**EXERCISE OBJECTIVE**
Count the lines in the records below that contain the string "corner", treating uppercase and lowercase letters as distinct. Give only the number.

>> Begin DATA FOR PROCESSING

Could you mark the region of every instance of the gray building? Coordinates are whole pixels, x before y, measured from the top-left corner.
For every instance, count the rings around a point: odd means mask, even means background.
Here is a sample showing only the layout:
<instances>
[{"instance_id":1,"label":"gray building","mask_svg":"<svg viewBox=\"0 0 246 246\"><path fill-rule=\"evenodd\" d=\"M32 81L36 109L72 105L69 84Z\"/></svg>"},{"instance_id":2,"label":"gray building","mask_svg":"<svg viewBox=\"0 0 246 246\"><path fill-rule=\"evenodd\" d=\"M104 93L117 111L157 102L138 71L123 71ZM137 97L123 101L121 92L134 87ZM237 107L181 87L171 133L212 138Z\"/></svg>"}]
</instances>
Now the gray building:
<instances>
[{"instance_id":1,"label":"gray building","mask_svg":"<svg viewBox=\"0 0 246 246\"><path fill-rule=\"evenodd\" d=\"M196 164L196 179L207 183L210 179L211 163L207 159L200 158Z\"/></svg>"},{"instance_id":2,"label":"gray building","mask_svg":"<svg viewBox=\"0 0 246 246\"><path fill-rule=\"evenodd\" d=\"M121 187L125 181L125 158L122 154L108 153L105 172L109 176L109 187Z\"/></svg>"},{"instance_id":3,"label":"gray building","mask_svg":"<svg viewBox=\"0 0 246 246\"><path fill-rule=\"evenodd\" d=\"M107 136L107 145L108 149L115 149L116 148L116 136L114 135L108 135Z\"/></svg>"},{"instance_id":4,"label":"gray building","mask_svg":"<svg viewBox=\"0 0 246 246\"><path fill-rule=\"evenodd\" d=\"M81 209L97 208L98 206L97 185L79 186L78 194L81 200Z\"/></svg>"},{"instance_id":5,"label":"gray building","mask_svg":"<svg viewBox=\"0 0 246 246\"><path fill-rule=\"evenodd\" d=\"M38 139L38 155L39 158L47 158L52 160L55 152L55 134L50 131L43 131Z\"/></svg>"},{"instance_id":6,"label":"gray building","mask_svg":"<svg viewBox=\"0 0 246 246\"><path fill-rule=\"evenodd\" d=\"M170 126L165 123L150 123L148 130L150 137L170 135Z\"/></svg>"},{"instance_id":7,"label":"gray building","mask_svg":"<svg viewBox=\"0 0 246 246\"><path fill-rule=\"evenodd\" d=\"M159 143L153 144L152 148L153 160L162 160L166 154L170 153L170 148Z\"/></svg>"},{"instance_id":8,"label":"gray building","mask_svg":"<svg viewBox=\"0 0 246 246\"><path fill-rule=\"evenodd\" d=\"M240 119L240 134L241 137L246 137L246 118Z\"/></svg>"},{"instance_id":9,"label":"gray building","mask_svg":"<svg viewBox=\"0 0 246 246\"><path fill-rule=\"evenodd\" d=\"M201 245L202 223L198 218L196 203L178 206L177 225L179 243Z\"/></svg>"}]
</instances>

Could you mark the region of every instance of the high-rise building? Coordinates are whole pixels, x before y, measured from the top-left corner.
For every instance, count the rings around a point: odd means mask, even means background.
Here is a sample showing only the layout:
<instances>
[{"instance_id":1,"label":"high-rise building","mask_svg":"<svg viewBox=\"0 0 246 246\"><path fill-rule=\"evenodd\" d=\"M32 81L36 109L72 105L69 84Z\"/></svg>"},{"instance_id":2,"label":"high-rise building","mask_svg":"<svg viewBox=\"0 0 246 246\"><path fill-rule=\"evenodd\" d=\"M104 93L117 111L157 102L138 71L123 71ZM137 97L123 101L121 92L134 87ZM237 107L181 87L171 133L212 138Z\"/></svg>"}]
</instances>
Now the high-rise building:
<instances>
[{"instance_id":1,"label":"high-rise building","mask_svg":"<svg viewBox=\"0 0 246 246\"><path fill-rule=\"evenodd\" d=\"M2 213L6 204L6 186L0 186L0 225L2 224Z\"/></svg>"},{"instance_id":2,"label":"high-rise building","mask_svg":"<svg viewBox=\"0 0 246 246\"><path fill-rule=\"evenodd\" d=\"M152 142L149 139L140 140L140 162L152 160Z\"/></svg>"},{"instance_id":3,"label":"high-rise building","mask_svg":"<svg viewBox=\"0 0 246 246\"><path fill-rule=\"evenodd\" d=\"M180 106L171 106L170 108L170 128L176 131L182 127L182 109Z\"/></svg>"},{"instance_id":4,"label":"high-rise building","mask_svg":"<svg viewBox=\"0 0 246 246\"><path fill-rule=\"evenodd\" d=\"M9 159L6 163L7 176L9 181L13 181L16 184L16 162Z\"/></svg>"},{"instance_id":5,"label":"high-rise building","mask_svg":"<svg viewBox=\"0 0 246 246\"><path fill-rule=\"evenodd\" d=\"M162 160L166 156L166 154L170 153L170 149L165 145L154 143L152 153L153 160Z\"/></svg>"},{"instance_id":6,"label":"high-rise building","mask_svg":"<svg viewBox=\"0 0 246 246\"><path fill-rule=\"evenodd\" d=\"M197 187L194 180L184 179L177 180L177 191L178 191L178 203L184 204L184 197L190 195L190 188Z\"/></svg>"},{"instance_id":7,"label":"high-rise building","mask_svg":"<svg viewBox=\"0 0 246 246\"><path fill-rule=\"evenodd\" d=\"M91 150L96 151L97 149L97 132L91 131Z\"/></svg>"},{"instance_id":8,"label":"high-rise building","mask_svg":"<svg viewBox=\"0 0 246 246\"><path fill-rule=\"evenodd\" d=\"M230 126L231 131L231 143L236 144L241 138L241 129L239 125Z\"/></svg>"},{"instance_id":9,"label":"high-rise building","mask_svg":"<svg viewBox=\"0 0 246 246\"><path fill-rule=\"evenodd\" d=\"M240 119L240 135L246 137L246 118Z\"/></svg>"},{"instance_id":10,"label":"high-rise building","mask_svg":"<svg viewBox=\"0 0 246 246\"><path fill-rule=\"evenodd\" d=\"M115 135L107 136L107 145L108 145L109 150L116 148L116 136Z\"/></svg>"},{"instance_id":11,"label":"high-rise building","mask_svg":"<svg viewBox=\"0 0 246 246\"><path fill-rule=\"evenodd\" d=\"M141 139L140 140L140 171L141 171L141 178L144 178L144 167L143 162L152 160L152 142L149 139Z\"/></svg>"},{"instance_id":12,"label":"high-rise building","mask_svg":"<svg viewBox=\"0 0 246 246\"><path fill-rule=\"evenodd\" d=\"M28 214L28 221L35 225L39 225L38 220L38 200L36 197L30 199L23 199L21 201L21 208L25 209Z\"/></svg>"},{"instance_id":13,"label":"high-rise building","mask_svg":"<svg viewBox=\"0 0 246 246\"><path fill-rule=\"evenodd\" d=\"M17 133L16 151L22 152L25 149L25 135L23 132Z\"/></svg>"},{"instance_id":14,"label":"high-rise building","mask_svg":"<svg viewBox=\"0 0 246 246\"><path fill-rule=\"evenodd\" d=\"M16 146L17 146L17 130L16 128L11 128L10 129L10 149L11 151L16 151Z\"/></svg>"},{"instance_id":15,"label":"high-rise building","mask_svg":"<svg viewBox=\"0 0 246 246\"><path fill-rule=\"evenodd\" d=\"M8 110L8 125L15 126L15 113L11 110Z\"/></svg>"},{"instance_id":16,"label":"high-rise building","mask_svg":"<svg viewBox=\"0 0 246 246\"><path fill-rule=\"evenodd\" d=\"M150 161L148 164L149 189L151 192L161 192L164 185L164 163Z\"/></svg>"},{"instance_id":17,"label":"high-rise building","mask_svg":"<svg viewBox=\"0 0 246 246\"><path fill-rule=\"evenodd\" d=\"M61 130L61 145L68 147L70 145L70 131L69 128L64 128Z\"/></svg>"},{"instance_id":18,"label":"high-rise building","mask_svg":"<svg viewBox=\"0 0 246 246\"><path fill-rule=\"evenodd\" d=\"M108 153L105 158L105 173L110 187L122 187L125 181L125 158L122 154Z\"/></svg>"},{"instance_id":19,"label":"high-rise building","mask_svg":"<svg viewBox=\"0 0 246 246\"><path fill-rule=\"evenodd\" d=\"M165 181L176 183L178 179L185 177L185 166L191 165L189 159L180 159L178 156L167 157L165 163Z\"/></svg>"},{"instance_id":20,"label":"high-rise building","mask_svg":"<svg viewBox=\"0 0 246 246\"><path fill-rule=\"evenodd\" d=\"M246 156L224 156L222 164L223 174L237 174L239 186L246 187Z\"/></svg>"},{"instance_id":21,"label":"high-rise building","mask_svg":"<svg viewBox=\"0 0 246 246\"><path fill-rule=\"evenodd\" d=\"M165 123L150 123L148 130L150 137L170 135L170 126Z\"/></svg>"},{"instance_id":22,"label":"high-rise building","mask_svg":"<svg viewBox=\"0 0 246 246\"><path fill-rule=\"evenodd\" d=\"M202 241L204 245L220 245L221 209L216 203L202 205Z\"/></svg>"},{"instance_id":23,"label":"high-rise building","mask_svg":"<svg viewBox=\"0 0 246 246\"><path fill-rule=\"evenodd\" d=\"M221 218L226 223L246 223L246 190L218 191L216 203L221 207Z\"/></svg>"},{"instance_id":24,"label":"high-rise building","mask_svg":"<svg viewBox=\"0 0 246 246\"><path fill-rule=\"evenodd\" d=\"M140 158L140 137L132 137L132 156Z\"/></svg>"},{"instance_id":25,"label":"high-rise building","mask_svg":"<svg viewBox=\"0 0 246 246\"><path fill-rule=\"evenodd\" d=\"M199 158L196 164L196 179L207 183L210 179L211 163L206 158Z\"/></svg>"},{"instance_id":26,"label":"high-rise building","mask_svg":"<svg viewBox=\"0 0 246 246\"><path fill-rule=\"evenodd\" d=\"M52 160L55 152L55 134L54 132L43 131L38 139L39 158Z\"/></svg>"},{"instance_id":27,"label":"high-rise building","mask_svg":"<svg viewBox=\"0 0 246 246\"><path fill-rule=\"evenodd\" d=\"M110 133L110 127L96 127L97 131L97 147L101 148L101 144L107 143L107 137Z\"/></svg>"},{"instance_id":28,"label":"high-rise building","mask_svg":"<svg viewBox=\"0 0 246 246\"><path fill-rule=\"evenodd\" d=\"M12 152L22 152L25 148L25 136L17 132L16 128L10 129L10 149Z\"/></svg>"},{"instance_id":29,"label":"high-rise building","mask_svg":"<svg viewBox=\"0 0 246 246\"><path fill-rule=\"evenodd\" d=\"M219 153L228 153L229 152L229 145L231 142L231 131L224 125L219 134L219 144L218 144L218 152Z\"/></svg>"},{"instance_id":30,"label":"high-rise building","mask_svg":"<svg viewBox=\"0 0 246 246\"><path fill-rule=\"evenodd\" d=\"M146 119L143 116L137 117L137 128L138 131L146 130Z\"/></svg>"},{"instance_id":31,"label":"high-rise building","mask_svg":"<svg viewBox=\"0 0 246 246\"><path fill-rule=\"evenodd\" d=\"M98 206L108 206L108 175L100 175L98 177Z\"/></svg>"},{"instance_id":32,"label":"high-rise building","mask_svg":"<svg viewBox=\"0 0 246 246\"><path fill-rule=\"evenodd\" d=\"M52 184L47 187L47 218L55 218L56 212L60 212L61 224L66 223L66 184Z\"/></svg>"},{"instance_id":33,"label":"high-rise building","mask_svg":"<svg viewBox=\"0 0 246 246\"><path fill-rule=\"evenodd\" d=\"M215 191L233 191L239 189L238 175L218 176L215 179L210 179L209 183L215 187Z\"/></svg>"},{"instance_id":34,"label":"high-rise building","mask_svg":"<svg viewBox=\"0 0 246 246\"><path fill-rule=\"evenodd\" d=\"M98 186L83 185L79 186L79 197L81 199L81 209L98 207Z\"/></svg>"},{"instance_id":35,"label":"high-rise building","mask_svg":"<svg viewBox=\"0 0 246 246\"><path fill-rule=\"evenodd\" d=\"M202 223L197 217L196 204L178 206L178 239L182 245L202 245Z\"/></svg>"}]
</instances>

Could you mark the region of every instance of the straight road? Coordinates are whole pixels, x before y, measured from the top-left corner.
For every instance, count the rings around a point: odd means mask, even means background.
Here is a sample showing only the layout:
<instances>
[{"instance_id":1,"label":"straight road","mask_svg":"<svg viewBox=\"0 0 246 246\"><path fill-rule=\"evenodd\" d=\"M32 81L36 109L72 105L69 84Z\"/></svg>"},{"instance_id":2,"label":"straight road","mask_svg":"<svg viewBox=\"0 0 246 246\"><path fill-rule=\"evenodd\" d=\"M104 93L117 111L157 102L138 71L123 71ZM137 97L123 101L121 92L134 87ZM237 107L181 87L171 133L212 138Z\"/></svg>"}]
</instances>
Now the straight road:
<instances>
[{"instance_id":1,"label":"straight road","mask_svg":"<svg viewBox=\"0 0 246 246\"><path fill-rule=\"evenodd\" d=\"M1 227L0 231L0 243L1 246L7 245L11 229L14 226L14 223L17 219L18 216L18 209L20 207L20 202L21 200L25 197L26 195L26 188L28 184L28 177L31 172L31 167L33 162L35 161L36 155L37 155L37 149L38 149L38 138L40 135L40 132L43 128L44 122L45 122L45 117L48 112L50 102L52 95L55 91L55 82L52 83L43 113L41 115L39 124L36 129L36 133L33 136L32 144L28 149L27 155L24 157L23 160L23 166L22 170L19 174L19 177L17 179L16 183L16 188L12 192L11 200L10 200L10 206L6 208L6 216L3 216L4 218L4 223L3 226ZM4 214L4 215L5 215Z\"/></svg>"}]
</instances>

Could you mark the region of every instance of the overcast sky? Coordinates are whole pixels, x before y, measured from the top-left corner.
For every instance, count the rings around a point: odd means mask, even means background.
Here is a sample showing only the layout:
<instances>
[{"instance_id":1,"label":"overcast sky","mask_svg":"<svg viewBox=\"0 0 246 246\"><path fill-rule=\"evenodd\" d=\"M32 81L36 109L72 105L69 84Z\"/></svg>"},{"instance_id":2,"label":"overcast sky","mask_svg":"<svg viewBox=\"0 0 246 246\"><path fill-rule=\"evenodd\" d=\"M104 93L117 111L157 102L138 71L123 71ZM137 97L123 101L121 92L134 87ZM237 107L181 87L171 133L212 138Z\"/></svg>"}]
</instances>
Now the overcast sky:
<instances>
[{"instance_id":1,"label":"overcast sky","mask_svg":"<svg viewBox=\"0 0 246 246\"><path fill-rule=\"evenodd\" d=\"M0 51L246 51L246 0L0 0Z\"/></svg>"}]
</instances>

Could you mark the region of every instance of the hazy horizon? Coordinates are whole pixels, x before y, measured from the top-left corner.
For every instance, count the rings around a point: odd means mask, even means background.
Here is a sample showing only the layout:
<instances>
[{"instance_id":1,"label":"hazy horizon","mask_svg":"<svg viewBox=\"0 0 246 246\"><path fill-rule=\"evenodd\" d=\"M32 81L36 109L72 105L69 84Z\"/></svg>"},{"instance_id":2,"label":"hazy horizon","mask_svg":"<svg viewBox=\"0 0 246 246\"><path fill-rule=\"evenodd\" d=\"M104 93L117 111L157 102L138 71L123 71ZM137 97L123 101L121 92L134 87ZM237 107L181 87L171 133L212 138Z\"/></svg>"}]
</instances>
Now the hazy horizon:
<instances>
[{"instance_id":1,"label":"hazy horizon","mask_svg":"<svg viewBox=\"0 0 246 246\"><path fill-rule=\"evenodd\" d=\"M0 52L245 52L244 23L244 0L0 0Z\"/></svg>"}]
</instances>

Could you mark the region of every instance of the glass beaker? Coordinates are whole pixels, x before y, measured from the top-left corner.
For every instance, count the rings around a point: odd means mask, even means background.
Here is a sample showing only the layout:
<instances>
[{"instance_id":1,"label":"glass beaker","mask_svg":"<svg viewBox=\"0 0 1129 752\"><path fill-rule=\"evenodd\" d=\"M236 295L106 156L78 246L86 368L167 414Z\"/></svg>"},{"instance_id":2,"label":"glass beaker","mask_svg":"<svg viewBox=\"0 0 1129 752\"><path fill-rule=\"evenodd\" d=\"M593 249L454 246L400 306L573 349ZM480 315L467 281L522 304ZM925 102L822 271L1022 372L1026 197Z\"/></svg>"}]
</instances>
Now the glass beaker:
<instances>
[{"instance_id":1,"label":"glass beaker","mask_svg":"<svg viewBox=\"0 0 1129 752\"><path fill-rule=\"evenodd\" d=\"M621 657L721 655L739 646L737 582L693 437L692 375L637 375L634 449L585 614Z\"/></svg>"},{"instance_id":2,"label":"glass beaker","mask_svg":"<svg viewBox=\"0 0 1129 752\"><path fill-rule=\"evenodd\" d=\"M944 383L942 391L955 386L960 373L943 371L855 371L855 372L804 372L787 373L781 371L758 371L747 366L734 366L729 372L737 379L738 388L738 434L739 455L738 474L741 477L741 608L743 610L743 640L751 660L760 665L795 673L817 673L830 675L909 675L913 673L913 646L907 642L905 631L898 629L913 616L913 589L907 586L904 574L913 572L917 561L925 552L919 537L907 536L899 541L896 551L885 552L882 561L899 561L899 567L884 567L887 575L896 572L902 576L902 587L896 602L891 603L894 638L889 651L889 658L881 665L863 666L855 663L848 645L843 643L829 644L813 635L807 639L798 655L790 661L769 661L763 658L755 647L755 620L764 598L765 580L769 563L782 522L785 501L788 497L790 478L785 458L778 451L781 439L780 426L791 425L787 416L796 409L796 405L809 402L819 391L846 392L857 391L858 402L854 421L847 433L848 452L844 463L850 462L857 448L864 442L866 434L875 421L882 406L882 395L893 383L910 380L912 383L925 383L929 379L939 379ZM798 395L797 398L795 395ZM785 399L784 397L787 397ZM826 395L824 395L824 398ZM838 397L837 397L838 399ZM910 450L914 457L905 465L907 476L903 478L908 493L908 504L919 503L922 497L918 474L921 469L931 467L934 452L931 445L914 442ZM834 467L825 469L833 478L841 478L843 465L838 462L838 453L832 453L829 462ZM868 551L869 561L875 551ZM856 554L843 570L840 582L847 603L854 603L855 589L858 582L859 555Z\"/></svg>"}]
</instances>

>> End DATA FOR PROCESSING

**THE RESPONSE**
6